Location identification entries
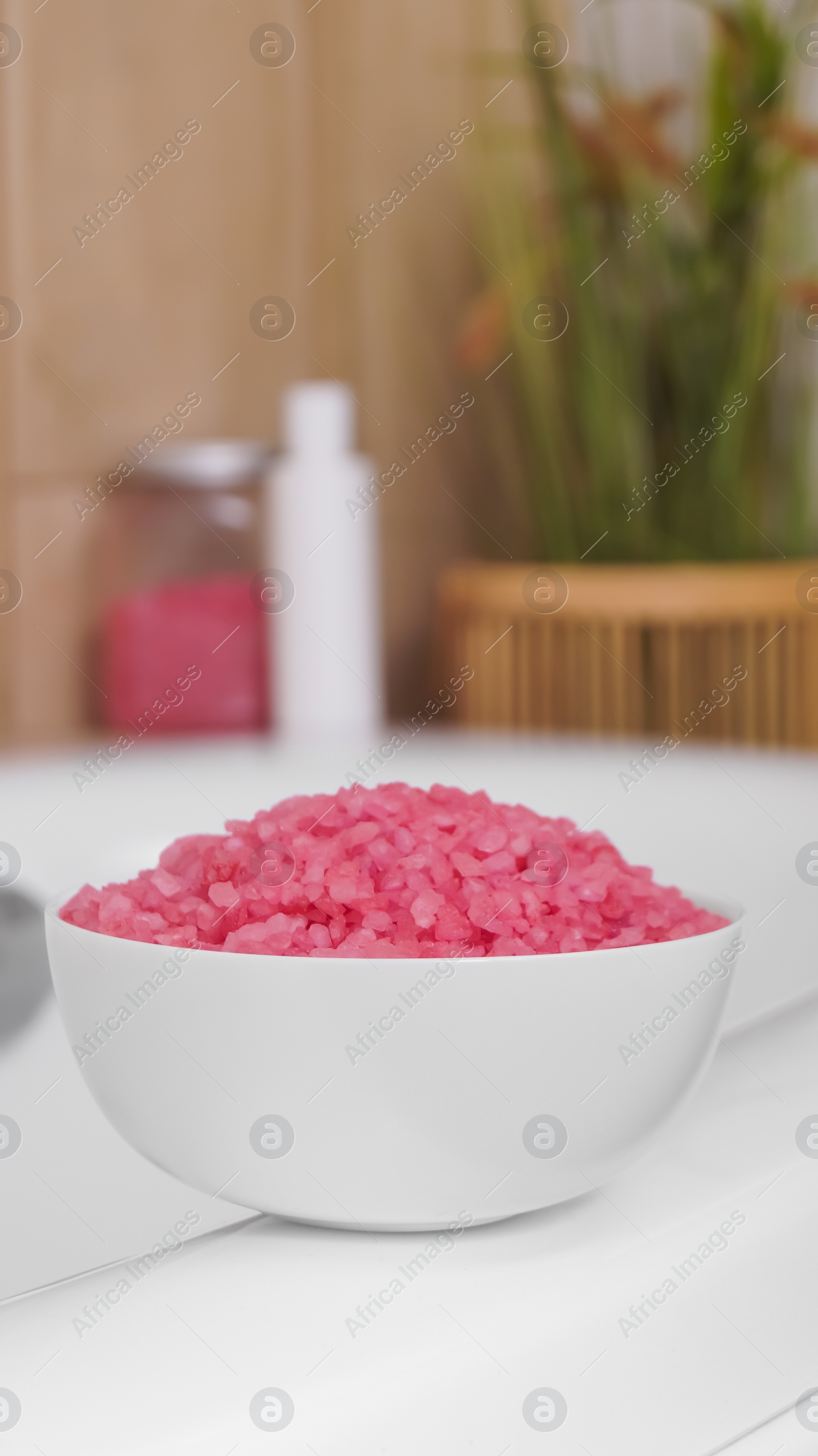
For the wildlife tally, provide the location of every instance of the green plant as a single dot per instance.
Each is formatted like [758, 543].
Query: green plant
[671, 273]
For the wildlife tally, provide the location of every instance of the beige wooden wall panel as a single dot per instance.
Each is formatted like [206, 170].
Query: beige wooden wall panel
[157, 302]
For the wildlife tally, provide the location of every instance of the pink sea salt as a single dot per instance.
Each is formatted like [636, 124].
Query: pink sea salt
[392, 871]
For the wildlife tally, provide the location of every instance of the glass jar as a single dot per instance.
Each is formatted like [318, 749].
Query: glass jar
[181, 645]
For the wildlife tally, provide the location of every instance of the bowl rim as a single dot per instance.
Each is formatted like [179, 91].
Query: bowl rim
[733, 911]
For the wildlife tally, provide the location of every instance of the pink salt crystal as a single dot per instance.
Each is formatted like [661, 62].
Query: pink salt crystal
[166, 883]
[392, 872]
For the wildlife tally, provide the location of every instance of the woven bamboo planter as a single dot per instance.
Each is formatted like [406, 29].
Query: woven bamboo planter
[638, 650]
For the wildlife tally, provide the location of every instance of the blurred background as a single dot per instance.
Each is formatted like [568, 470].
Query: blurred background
[610, 274]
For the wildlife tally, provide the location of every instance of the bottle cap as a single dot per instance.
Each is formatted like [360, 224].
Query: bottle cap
[319, 419]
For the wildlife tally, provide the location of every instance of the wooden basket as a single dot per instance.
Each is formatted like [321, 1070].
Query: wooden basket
[638, 650]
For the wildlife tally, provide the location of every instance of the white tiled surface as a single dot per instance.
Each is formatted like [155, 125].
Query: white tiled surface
[513, 1306]
[530, 1302]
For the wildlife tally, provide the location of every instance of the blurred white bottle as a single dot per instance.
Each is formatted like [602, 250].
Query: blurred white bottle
[327, 644]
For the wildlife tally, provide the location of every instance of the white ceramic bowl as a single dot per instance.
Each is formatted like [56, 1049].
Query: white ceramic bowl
[506, 1085]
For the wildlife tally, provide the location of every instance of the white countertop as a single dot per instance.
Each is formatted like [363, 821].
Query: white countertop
[511, 1308]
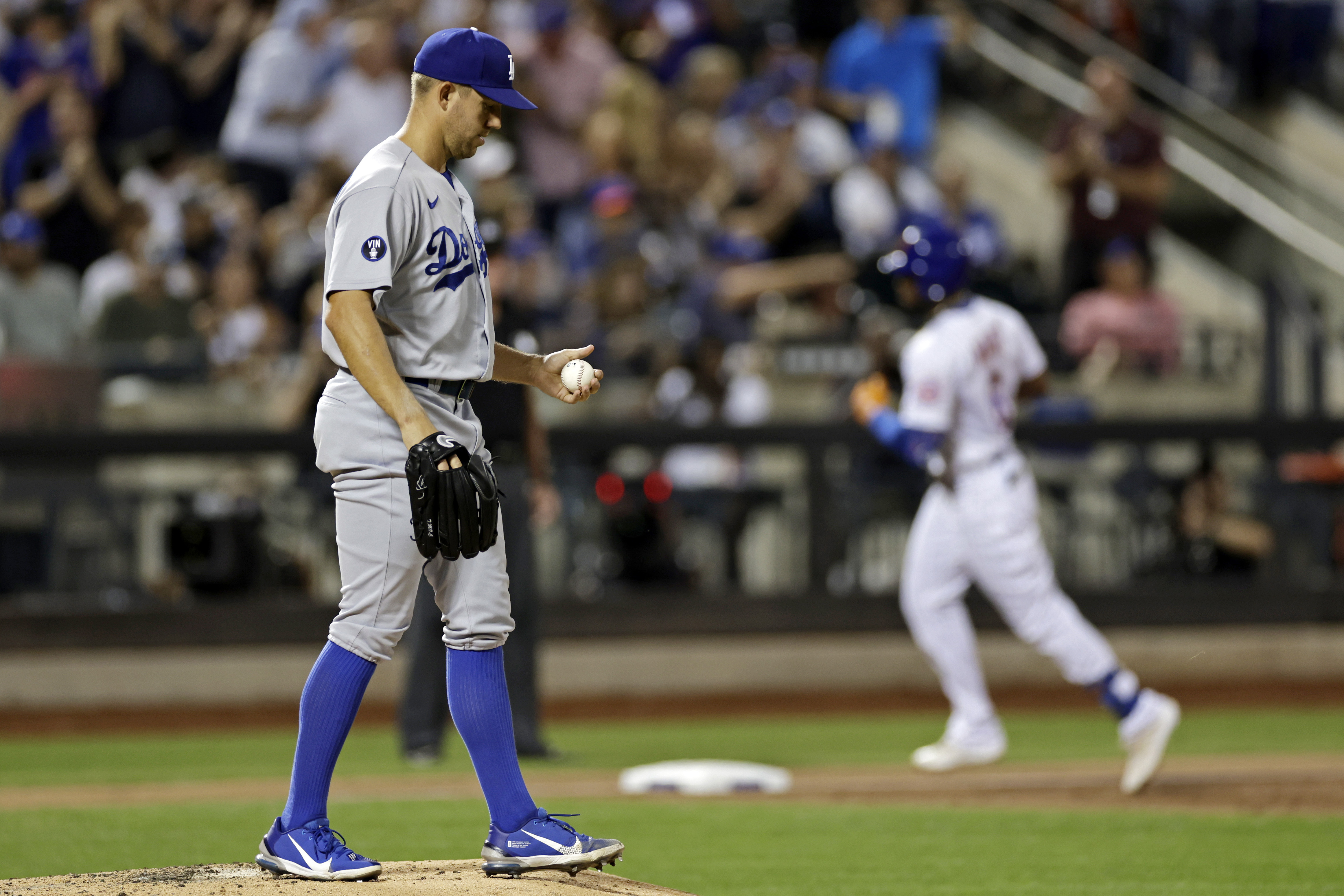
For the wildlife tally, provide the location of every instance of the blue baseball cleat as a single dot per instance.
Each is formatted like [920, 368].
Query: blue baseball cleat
[546, 843]
[315, 852]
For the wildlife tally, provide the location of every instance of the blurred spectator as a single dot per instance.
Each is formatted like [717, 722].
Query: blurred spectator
[871, 198]
[1113, 18]
[40, 301]
[709, 77]
[47, 50]
[242, 334]
[890, 60]
[66, 186]
[147, 324]
[568, 73]
[977, 226]
[159, 181]
[1126, 323]
[1218, 539]
[166, 65]
[211, 36]
[1111, 163]
[367, 100]
[292, 237]
[115, 275]
[279, 87]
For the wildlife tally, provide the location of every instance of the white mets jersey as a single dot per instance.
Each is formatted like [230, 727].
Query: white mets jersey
[962, 374]
[409, 234]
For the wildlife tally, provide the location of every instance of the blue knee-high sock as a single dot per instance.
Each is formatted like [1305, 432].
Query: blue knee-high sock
[326, 713]
[479, 702]
[1117, 691]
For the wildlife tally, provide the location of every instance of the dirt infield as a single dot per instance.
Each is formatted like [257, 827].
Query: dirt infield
[1258, 784]
[398, 879]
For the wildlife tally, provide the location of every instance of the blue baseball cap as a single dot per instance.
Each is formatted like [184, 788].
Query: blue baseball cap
[472, 58]
[21, 228]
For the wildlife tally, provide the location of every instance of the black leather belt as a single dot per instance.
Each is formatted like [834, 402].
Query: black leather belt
[460, 390]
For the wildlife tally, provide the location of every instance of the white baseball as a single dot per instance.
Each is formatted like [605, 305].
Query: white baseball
[577, 375]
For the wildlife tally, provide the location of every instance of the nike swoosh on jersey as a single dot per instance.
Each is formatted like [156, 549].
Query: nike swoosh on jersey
[308, 860]
[455, 280]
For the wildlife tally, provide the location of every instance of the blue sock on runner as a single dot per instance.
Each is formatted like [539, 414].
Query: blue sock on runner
[326, 713]
[1119, 692]
[479, 700]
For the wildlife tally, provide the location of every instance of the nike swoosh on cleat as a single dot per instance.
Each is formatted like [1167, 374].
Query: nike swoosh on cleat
[565, 851]
[308, 860]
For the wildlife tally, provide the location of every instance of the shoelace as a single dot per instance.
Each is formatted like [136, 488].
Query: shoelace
[326, 840]
[556, 820]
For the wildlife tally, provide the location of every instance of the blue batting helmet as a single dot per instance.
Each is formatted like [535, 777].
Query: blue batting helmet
[932, 254]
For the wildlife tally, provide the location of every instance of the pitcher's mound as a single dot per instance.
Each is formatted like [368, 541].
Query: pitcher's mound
[398, 879]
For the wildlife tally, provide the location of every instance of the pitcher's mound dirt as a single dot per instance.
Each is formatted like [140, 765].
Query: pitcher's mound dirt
[398, 879]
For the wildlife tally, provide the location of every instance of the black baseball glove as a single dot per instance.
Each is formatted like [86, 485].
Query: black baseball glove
[454, 512]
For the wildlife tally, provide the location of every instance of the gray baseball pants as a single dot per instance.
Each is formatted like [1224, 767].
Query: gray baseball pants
[380, 565]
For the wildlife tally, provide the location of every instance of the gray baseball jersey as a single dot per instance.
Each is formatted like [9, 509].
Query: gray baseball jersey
[409, 234]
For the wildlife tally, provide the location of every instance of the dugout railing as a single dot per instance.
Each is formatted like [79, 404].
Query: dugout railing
[841, 480]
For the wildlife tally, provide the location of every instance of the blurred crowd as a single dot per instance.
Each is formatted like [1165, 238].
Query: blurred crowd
[704, 179]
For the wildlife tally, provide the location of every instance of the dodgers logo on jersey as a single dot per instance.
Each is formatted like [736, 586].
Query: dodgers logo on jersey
[374, 249]
[439, 244]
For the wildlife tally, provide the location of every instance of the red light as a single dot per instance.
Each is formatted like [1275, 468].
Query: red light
[658, 487]
[609, 488]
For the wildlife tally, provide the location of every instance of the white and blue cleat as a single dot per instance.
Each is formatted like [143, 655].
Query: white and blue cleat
[314, 852]
[546, 843]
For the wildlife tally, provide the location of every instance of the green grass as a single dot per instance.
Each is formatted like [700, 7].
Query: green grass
[814, 741]
[719, 848]
[723, 848]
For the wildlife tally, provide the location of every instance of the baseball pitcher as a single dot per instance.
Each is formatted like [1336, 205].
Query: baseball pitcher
[408, 319]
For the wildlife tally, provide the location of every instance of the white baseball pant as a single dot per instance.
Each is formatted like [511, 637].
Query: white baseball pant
[986, 531]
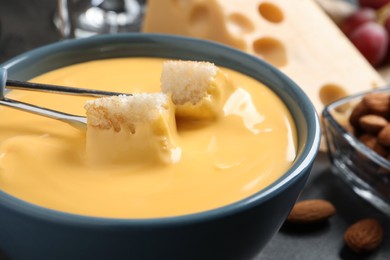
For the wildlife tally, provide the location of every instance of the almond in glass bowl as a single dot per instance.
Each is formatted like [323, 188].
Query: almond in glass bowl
[357, 131]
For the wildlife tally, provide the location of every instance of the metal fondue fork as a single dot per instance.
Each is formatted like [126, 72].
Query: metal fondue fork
[78, 122]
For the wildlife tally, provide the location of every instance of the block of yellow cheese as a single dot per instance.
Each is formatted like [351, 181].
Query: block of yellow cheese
[295, 36]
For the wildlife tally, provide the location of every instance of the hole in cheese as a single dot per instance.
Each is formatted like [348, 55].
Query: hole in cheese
[199, 20]
[271, 12]
[239, 24]
[179, 3]
[331, 92]
[271, 50]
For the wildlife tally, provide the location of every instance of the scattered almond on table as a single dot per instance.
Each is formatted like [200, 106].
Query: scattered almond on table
[311, 211]
[363, 236]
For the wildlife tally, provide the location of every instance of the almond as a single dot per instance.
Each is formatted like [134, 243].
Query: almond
[384, 136]
[378, 103]
[364, 236]
[358, 111]
[311, 211]
[372, 124]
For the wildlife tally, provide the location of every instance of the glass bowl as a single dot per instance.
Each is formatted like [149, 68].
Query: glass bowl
[364, 170]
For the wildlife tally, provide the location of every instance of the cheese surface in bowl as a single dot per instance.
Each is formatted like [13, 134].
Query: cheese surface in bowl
[223, 160]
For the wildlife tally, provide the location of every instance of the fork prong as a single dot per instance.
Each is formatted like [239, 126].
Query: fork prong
[3, 80]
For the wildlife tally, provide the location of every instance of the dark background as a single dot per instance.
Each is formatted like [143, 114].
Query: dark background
[27, 24]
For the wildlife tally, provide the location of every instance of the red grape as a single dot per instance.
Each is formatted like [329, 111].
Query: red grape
[387, 25]
[372, 40]
[376, 4]
[356, 19]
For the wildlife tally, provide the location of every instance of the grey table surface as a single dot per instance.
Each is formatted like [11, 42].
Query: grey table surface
[27, 24]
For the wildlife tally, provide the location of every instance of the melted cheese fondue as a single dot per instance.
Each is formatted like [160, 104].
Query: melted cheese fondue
[42, 160]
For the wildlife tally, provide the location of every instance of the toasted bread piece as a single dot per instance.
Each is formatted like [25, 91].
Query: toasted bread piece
[198, 89]
[135, 128]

GIVEN PROBLEM ▸ Only the lines from the one containing "prong as a single dot per instance." through the end of the entries above belong in the answer; repeat them exactly.

SOLUTION ▸
For the wildlife tally, provide the location of every instance of the fork prong as a single dot per instance.
Each is formatted like [239, 126].
Query: fork prong
[3, 80]
For the wildlife tally, provide the location of every instance of the dark background as a single dot per instance.
Each is formatted like [143, 114].
Query: dark background
[27, 24]
For the wildlife tally, provide the location of every instance of the red grape as a single dot per instance.
Each is formatted like [329, 111].
Query: red grape
[387, 25]
[372, 40]
[376, 4]
[356, 19]
For the wildlife tally, provide the location of every instance of the grey table surface as a single dot per instance.
Each is formatted like [11, 42].
Query: grey table surface
[27, 24]
For the wildlife tally, provide the location of every instance of the melted cheese fondue as a single dot per instance.
Each is formatted like [160, 104].
Query: melted cheese fondue
[42, 160]
For the wildlife tally, provide the location of every instance of the toasted bread piece as a single dot per instance.
Each is formatted like [25, 91].
Query: toasted bread piece
[198, 89]
[135, 128]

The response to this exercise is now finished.